THE EXERCISE: Retype the entries character for character, starting with the first line and going on through the line that contains "[[241, 0, 285, 39]]", including that line.

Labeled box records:
· · · ·
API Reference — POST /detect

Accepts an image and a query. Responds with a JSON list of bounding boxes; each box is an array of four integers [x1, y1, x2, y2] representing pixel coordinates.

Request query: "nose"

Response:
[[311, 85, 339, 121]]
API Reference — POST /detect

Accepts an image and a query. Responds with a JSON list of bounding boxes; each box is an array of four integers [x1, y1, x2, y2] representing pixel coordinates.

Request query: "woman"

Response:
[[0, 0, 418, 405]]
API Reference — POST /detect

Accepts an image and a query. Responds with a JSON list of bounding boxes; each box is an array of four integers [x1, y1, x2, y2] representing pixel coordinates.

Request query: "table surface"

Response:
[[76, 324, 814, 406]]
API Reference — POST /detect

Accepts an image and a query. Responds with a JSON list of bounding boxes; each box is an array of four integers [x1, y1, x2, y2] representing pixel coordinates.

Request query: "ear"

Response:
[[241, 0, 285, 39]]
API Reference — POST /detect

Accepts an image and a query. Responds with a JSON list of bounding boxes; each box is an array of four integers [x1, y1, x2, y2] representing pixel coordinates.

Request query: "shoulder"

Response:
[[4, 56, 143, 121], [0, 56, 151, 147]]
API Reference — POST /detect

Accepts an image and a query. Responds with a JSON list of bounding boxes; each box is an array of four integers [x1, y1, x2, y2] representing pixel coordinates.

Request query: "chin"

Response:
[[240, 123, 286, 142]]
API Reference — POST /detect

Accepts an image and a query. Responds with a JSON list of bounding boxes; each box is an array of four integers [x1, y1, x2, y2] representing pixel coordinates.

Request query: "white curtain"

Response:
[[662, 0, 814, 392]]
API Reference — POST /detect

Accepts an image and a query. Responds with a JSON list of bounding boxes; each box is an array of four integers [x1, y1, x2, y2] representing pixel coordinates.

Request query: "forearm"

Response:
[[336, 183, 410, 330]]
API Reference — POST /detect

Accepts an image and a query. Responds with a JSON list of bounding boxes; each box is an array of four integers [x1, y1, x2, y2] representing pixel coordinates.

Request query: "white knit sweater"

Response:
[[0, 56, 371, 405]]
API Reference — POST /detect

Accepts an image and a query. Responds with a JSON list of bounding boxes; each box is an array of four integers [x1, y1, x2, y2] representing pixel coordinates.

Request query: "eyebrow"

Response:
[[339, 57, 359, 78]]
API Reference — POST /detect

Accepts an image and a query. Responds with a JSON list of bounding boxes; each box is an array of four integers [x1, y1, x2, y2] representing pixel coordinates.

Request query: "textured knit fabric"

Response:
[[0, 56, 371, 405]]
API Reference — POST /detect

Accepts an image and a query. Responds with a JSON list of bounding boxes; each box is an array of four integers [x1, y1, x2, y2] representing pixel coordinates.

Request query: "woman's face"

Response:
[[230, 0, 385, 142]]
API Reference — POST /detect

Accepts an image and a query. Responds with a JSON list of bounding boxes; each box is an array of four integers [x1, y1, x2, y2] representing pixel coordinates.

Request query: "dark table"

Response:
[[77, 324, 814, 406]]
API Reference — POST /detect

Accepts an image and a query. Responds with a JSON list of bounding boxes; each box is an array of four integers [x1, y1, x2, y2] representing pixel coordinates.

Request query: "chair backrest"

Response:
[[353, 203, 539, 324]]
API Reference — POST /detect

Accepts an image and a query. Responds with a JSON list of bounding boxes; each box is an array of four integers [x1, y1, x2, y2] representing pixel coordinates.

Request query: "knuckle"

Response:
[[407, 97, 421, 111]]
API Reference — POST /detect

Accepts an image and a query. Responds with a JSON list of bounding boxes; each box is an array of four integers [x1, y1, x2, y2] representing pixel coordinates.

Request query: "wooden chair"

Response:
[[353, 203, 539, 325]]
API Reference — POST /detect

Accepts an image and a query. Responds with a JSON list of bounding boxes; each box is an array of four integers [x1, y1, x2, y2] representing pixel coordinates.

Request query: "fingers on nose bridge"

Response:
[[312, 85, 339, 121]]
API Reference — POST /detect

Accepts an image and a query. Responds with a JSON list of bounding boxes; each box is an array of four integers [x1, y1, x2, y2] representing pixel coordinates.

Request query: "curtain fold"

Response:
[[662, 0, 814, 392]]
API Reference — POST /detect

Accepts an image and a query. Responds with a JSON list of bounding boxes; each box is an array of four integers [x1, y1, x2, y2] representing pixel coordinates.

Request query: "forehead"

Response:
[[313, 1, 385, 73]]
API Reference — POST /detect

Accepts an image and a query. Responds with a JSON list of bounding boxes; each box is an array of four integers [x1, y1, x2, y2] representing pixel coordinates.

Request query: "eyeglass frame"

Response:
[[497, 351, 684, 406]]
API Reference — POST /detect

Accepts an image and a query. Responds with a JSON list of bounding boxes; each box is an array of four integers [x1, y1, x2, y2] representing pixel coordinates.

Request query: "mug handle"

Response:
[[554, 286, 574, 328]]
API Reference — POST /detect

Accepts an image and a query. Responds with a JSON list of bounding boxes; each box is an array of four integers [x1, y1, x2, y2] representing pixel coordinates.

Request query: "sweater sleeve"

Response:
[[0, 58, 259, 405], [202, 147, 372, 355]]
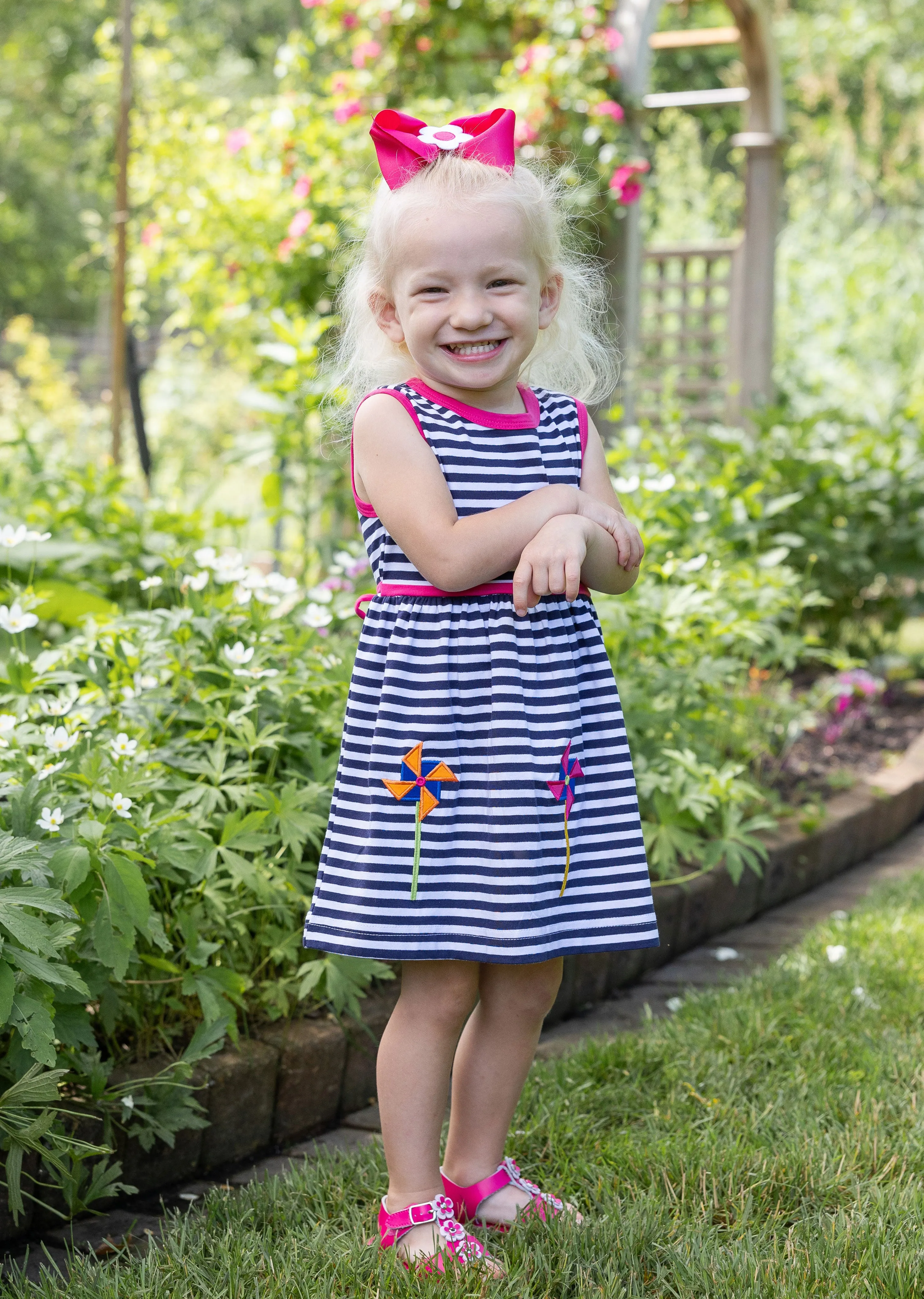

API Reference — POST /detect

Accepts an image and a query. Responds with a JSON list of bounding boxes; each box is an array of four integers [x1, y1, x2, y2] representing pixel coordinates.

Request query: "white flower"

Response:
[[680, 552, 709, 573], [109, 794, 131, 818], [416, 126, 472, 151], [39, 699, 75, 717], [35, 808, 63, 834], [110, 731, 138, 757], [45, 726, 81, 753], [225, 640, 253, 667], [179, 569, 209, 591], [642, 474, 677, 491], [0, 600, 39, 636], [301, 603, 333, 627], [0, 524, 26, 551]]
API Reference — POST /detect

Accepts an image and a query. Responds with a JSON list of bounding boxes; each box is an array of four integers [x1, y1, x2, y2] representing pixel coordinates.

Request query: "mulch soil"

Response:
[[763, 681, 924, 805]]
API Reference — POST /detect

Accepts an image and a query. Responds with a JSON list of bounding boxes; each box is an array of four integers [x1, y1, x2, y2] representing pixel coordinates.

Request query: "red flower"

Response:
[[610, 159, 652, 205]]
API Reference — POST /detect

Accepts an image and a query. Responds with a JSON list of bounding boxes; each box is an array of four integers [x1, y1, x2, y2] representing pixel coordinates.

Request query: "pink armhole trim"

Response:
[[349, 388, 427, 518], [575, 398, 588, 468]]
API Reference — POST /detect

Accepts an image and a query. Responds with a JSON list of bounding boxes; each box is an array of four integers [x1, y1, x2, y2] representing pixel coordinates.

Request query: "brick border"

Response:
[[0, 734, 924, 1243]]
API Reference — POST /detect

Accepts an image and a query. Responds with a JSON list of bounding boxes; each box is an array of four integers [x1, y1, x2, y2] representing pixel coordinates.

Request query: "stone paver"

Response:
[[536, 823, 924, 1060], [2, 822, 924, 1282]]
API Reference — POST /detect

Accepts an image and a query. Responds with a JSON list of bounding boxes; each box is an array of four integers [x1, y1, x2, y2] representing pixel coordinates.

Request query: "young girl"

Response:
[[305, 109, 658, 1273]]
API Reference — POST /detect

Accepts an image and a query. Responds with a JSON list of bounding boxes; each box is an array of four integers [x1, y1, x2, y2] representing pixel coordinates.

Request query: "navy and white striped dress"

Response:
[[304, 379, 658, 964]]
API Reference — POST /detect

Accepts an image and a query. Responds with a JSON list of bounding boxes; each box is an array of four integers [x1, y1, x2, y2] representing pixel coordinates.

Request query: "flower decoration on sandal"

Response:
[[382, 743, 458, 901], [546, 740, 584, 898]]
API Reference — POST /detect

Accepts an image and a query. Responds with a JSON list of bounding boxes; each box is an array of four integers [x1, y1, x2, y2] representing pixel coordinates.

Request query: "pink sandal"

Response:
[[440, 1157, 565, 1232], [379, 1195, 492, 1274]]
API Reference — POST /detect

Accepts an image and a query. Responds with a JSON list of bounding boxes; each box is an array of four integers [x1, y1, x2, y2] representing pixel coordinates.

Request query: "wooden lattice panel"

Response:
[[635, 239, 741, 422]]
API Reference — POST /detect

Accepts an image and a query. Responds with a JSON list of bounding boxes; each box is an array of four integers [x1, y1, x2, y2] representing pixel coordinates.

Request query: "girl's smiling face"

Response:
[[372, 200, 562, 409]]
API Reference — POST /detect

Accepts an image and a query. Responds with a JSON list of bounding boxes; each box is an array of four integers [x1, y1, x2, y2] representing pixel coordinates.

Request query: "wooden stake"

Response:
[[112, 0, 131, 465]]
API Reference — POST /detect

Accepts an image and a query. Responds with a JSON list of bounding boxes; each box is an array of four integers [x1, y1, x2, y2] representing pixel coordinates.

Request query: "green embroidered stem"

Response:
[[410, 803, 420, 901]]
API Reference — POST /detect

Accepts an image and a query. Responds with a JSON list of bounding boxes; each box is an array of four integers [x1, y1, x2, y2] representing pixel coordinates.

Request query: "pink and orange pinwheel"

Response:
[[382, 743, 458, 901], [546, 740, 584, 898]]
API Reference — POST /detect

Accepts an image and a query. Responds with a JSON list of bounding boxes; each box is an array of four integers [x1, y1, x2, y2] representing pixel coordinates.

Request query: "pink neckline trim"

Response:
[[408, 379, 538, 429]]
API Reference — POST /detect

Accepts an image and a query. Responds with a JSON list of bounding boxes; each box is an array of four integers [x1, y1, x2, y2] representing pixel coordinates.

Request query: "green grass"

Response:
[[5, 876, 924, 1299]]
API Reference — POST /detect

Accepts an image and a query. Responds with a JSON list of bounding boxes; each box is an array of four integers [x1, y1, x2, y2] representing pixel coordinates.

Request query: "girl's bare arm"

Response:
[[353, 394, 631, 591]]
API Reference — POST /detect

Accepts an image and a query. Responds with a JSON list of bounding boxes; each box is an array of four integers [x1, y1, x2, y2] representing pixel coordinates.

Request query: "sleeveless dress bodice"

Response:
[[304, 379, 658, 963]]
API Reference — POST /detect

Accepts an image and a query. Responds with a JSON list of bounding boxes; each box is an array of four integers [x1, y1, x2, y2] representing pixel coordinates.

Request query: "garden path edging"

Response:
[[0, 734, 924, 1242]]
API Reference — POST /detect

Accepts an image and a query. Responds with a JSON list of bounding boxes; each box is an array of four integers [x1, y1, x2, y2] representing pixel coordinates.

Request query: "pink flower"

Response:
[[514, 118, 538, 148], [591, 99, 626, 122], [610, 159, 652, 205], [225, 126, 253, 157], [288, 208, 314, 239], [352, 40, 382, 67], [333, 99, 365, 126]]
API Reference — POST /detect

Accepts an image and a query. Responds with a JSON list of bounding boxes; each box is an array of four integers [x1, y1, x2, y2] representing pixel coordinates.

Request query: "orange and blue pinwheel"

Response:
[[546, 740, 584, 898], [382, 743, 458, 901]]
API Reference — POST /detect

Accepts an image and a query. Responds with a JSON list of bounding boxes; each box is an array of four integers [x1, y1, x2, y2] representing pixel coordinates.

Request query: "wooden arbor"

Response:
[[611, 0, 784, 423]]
· · · ·
CORRECT RESPONSE:
API Reference — POST /detect

Accepts an image and a query. Responds with a JSON list of bounding boxes; each box is an array of four integers [x1, y1, x2, y2] representing pixel coordinates.

Request query: "nose"

Response:
[[311, 85, 339, 121]]
API Reference — POST /detect

Accepts an image and a query. Responds with a JSON list of bounding boxes; each box is an array of four integers [x1, y1, x2, y2] representing pixel coordinates.

Request query: "woman"

Response:
[[0, 0, 418, 405]]
API Reference — POST /detect

Accepts an image and a query. Responds with a JSON list of bounding boxes; each box is an array of four integers [x1, y1, x2, y2] representing pixel coordinates.

Request query: "table surface"

Response:
[[76, 324, 814, 406]]
API Reference — POST /detect

Accepts an image and a query. Responds with a JSON list of bounding boxes; each box is an array of four integers [x1, y1, x2, y2] representing pixel coordinates.

Request query: "ear"

Response:
[[241, 0, 285, 39]]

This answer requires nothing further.